Dataset rows:
****************

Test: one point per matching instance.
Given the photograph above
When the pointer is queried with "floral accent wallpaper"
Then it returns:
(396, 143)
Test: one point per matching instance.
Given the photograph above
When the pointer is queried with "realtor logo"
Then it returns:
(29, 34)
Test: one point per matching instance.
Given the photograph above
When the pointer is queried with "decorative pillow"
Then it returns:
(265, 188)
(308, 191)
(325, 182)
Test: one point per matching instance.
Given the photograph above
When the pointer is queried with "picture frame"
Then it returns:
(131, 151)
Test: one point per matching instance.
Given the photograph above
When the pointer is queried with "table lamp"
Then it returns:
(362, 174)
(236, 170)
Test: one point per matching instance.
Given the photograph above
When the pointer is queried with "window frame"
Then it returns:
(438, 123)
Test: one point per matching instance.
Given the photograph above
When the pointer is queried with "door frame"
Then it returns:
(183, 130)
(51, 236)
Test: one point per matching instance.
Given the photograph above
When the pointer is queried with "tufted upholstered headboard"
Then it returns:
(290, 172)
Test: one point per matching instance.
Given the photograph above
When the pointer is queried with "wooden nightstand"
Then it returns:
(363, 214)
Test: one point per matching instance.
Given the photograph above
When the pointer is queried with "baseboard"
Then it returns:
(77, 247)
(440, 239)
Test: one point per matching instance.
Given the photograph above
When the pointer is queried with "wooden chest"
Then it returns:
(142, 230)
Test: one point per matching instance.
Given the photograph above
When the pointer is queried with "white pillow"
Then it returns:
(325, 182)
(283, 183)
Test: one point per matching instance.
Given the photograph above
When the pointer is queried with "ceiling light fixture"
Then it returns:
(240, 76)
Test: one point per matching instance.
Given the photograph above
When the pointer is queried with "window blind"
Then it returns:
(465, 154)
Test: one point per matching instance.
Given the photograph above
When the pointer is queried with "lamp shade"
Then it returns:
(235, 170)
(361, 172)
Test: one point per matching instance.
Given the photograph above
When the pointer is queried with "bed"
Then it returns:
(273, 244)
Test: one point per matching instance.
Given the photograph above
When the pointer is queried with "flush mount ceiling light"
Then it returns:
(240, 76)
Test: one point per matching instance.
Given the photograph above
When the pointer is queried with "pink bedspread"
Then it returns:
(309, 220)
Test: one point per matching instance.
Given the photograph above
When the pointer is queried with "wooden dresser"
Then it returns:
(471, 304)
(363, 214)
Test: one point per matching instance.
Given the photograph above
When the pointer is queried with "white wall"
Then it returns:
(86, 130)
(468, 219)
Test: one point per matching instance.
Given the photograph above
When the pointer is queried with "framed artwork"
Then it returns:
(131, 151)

****************

* _What is needed_
Restate the listing in full, word for word.

* _Result of the task_
Test: one point per matching instance.
Given the photograph above
When the pointer is queried with "floral accent wallpaper"
Then it returns:
(396, 143)
Test: one point per matching instance.
Given the photograph above
When the pointer is queried with "realtor logo"
Then it returns:
(29, 34)
Test: one point per matching instance.
Given the photograph above
When the pointer is queried with "decorative pillow"
Then it returns:
(265, 188)
(308, 191)
(325, 182)
Test: one point per matching instance.
Given the photograph above
When the pointer is queried with "picture frame"
Then it returns:
(131, 151)
Test: one point per matching instance.
Given the photograph above
When the pointer is queried with "table lamp"
Then it returns:
(362, 174)
(236, 170)
Test: one point per matching instance.
Given the photograph above
When the pointer is queried with "window frame"
Then it returns:
(438, 123)
Test: one point per matching instance.
Given the photograph above
When the pointer is queried with "door frame"
Then it returns:
(183, 130)
(51, 236)
Test: one point per matching instance.
Given the photograph above
When the pointer is queried with "tufted upholstered headboard"
Then it returns:
(290, 172)
Test: one point per matching instance.
Given the photograph above
When the pointer is queried with "wooden nightstand"
Then it returns:
(363, 214)
Test: one point per matching instance.
Given the photograph above
When the pointer is queried with "baseboard"
Then it returns:
(77, 247)
(440, 239)
Test: one point per matching instance.
Given the photograph above
When the pointer is queried with "wooden chest"
Then it returns:
(142, 230)
Test: one point per matching instance.
Given the photograph above
When the pointer is queried with "white pillow"
Then it returns:
(325, 182)
(283, 183)
Test: one point per matching instance.
Given the photograph above
When the pointer is queried with "ceiling light fixture"
Then it returns:
(240, 76)
Test: one point per matching instance.
Given the photograph above
When the pointer is queried with "window blind"
Then it returns:
(465, 154)
Test: one point per matching instance.
Given the photograph above
When the pointer is queried with "lamp shade"
Then it returns:
(235, 170)
(361, 172)
Test: one point per matching instance.
Given the photograph above
When the pointer is queried with "bed"
Then it returns:
(273, 244)
Test: one point per matching instance.
Given the photograph above
When the pointer is queried with "flush mount ceiling light"
Then it returns:
(240, 76)
Test: one point per matching instance.
Given the photograph above
When the pointer is queried with "pink bedspread"
Then it returns:
(309, 220)
Test: one point per matching instance.
Given the photograph above
When the pointer is queried with "wooden dresser"
Then it returns:
(471, 304)
(363, 214)
Test: one point per matching instance.
Given the photograph above
When the pointer is queried with "white wall"
Then it returns:
(86, 130)
(468, 219)
Test: one point per matching instance.
Given the photograph above
When the pointer is queried with "framed artwork"
Then it returns:
(131, 151)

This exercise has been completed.